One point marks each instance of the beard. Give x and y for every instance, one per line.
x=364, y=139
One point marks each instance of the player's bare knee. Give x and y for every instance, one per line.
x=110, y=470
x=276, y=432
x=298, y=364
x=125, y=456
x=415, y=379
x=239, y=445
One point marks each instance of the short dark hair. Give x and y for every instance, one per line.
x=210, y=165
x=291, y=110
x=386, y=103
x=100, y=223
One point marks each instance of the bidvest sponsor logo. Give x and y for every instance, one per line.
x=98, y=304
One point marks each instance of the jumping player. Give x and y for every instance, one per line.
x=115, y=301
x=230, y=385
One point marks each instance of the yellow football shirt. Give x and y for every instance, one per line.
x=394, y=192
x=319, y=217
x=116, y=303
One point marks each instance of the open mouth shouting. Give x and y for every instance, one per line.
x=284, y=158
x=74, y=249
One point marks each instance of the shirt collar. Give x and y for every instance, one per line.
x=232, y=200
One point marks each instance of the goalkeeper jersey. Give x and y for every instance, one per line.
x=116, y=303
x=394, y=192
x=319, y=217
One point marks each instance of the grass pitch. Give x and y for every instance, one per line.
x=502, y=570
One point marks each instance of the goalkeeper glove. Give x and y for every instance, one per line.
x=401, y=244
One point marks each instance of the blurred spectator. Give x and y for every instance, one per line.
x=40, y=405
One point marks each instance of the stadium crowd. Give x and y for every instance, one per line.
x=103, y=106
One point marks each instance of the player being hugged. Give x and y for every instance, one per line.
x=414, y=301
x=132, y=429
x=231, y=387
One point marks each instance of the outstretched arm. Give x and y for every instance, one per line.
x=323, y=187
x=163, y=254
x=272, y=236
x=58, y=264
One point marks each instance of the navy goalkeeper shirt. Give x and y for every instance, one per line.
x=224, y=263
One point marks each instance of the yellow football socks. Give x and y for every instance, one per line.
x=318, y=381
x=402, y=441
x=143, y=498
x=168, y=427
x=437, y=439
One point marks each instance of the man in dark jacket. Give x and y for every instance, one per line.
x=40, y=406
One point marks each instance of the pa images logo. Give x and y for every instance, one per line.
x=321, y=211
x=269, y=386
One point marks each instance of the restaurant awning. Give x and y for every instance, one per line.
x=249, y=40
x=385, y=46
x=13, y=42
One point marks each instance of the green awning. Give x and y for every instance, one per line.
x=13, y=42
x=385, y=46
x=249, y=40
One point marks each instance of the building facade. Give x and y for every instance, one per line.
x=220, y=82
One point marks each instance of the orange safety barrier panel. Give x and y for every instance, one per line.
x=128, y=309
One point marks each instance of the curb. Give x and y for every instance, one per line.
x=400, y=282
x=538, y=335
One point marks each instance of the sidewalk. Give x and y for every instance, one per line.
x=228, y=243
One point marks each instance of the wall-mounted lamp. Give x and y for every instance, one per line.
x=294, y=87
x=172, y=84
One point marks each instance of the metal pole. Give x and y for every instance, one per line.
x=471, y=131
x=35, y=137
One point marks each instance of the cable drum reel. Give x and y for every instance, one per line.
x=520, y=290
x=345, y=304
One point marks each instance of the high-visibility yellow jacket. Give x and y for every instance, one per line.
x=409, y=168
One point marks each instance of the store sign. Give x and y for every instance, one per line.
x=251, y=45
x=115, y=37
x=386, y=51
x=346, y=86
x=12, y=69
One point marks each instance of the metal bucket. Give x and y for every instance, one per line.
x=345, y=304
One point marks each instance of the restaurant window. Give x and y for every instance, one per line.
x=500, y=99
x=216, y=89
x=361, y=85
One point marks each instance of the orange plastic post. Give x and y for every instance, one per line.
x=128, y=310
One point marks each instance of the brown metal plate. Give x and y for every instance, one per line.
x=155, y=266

***

WHAT IS REQUIRED:
Rescale everything from the line containing "One point marks each instance of the curb." down to the line containing "x=228, y=243" by writing those lines out again in full, the entry wording included, with every x and y coordinate in the answers multiplied by 1.65 and rounded to a whole number, halves rounded up.

SOLUTION FOR THIS TASK:
One point marks each instance of the curb. Give x and y for every instance, one per line.
x=660, y=465
x=888, y=553
One point marks each instance of the sidewalk. Give x and y for every instance, one per line.
x=376, y=401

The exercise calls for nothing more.